Dataset items:

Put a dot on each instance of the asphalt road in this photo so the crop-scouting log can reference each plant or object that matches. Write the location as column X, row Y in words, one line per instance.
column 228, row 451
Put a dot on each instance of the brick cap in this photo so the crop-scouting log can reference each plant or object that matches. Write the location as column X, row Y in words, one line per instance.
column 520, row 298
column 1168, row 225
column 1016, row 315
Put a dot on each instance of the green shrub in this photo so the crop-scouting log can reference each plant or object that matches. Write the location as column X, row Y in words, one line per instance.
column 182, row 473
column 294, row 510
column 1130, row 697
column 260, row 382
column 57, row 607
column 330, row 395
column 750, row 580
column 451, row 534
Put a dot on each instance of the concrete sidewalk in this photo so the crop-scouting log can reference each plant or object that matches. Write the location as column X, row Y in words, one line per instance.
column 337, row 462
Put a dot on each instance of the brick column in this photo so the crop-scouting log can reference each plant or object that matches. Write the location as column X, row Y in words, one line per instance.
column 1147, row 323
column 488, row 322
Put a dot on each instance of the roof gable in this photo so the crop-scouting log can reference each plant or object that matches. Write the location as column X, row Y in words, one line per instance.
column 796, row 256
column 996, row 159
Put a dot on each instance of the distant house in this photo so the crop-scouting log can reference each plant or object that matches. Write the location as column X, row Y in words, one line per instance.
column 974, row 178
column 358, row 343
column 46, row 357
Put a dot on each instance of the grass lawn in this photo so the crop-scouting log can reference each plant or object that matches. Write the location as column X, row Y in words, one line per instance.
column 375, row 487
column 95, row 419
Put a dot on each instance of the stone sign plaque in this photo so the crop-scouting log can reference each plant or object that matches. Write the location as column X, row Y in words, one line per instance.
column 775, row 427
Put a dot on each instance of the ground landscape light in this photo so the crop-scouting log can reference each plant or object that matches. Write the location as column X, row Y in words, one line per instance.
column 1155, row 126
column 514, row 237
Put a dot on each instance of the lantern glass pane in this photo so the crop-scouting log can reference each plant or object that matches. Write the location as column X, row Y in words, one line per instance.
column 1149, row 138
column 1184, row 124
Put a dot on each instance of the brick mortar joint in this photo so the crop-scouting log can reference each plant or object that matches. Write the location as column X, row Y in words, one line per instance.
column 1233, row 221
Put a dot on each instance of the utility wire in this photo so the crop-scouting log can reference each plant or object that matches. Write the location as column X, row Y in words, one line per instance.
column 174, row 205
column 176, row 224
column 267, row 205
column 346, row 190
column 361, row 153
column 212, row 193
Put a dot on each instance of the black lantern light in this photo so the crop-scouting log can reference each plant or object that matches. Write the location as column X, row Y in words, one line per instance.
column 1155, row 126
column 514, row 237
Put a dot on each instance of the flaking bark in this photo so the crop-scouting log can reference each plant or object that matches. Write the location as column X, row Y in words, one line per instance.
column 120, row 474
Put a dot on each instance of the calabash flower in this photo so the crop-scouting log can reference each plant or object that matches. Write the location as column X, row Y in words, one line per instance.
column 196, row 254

- Exercise brief -
Rewrite all the items above, substituting "field inspection log" for each occurrence of "crop-scouting log" and leaving every other word unchanged.

- Worked answer -
Put a dot on each instance of the asphalt road in this photo so the field inspection log can reference each plant or object that matches. Write the location as column X, row Y in words, one line per instance.
column 228, row 451
Put a dot on each instance of the brick cap in this photo so the field inspection log can reference each plant or object that matches. Write the location as column X, row Y in words, one line per instance.
column 520, row 298
column 1168, row 225
column 1016, row 315
Put a dot on each instance of the green shrub in this photo so the field inspection log can reference each plant or object that matches. Write the location as column X, row Y in words, one line per instance.
column 182, row 473
column 294, row 510
column 1130, row 697
column 260, row 382
column 57, row 607
column 330, row 395
column 750, row 580
column 451, row 534
Put a dot on each instance of the concrete sidewalk in this photo so the field inspection log can reference each plant or object that matches. Write the location as column X, row Y in words, one line per instance.
column 337, row 462
Put a dot on each instance of the brick column in this photo so the field inspection log can reference each plant or object that matches. Write the location as column X, row Y in words, one line per instance.
column 1147, row 323
column 488, row 322
Put a dot on each instance of the roof gable in this photo so the field inspection log can reference each plant or object that matches. Write the location as column X, row Y in words, one line per instance.
column 796, row 256
column 996, row 159
Put a dot on each instance of the distant house in this photo so the field inspection log can reference each plant or object that matches. Write the location as column X, row Y in words, one line per instance.
column 974, row 178
column 358, row 343
column 46, row 357
Put a dot on each instance of the grass lawn in this photo so the field inspection log can reference each plant or object that matches. Write the location as column X, row Y in words, one line per instance.
column 375, row 487
column 95, row 419
Put a dot on each instance of the stone sign plaque in this photo so the field inspection log can reference each plant or object that matches. Write the location as column X, row Y in words, one line per instance.
column 775, row 427
Put a dot on each instance of the ground landscape light in this photo so the field inspection log can reference each plant or object that matches. Write the location as column X, row Y in words, one line per instance.
column 1155, row 126
column 514, row 237
Put a dot on each instance of the lantern glass pane in this photo so the field inspection log can reference each plant or object that matches. Write the location as column X, row Y in words, one line per instance.
column 1149, row 138
column 1184, row 124
Put a dot on each instance of the brick mortar joint in this photo so the field inspection log can reference each plant or object that matches. Write the location as column X, row Y in words, one line per instance.
column 1233, row 221
Put a dot on each instance of the utility wire in this photo so the field inspection log can reference each plant or object that matches. Write the location as column X, row Y in words, one line per instance.
column 174, row 205
column 176, row 224
column 267, row 205
column 346, row 190
column 361, row 153
column 212, row 193
Put a dot on each instance of the black lantern light in this photo so the field inspection log can reference each plant or object that matches. Write the location as column X, row Y in words, one line per instance.
column 1155, row 126
column 514, row 237
Put a dot on each instance of the flaking bark in this photo so the field inspection log can reference each plant or object that matches. Write the location as column X, row Y in words, one line per instance.
column 120, row 474
Put a dot on each instance of the calabash flower in this photo so the field inspection log can reference each plant or object that matches. Write the location as column X, row Y in words, one line per instance.
column 196, row 254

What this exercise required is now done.